Exercise: Pull out each line of the records below that contains the word "plot". Letter case matters.

Available data:
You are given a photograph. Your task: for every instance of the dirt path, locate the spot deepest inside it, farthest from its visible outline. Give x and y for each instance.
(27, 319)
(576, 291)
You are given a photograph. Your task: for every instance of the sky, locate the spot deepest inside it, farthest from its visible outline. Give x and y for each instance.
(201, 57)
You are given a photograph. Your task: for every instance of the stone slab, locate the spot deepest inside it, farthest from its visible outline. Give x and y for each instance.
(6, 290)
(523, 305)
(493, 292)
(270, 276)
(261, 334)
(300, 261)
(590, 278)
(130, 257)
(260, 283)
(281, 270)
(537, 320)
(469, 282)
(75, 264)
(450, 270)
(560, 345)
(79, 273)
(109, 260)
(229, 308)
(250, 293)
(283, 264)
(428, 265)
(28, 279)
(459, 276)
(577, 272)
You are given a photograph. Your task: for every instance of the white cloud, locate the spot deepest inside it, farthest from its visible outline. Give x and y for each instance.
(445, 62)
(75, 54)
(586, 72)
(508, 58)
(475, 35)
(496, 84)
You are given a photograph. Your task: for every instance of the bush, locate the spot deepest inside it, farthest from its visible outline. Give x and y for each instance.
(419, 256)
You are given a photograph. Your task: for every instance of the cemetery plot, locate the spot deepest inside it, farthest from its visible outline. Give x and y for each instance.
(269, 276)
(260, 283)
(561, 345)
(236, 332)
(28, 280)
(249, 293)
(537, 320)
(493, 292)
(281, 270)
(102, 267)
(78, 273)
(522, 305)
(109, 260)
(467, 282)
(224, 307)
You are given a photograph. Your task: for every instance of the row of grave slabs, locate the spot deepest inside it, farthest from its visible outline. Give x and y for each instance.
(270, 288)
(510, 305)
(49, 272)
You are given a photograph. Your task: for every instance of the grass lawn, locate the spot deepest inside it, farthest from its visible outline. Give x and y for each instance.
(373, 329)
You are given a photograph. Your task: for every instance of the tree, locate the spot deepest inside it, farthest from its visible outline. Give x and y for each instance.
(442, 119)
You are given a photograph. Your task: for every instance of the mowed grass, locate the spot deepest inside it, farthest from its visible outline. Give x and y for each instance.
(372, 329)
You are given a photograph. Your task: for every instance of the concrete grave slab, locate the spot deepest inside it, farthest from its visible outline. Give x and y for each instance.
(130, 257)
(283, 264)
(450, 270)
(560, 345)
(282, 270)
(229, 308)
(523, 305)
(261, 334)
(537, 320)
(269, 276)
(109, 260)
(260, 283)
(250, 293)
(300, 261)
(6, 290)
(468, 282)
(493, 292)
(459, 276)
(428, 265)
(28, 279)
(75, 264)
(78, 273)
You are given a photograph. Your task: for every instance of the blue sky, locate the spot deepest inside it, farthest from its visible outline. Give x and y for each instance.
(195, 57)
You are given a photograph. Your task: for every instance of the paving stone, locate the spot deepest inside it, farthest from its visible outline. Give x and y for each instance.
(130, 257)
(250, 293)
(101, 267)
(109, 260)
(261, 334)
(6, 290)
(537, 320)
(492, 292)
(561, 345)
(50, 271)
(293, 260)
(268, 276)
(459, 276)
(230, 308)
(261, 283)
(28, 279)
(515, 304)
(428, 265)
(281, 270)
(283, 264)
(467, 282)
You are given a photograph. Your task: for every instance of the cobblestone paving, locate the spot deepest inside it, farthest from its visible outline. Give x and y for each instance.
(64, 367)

* * *

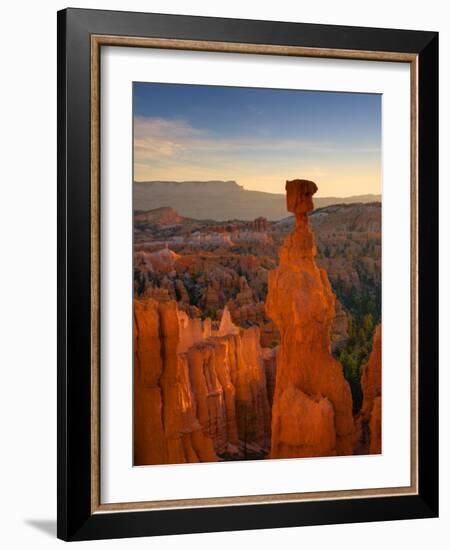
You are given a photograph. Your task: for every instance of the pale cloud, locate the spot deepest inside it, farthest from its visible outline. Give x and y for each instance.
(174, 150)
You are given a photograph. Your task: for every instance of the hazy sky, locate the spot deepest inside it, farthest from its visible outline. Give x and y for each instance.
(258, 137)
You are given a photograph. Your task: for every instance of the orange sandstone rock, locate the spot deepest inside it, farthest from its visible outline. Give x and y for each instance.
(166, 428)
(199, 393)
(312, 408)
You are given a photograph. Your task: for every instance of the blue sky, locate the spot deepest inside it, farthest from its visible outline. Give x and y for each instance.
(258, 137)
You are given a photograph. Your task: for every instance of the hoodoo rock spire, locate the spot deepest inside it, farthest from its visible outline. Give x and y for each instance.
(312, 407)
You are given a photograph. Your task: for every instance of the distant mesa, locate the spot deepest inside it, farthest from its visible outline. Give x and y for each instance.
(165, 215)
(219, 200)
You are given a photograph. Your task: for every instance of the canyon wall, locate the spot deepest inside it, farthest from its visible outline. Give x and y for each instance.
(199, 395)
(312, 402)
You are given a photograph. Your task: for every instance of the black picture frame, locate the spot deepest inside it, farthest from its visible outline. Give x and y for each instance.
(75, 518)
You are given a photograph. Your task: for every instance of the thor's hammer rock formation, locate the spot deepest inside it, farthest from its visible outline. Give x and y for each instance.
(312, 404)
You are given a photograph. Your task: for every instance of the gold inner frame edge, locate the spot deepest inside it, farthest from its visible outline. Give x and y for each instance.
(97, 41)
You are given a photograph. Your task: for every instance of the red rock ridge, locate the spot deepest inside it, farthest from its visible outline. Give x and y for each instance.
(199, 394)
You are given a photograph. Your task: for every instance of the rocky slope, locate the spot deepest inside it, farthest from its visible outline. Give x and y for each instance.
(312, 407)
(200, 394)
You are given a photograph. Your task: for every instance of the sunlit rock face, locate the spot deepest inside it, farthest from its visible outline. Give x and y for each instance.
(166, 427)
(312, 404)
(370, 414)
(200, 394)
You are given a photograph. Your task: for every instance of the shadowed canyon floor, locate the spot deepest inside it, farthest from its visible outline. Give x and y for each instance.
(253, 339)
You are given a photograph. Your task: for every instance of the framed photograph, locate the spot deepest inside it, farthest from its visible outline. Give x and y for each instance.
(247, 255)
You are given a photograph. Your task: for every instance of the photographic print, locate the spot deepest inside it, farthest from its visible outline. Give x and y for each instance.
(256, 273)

==

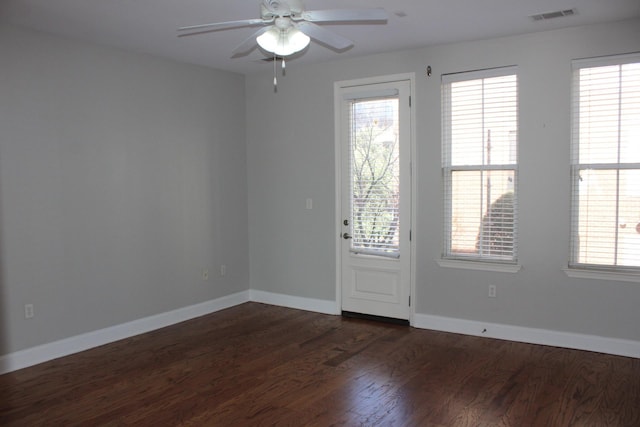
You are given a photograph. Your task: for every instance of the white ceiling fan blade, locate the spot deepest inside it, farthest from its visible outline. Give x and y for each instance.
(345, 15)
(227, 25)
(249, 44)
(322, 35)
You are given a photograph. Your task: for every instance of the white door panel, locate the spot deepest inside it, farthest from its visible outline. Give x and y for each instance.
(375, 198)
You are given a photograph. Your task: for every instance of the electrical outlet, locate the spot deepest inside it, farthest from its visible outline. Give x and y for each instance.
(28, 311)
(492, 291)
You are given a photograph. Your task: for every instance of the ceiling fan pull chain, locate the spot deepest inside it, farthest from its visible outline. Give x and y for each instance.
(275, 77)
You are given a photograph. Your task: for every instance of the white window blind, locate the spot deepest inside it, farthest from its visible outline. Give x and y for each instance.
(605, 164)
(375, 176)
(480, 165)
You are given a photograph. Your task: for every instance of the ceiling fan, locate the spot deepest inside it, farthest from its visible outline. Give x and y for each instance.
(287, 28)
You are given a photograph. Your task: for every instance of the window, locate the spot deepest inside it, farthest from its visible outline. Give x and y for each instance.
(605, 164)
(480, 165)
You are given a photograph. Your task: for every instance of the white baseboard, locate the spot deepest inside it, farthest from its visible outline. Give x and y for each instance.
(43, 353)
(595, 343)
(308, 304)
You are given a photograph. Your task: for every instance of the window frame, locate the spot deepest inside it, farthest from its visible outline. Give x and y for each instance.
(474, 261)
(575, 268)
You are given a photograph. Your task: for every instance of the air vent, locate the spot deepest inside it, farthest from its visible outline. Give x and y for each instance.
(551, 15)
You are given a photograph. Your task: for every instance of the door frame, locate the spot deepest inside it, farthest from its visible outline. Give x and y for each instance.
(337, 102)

Problem solution:
You are given a photograph. Your task: for every instance of the cemetery plot, locate the spot deepest inside it, farthest from its visible outline. Give x and y for each instance.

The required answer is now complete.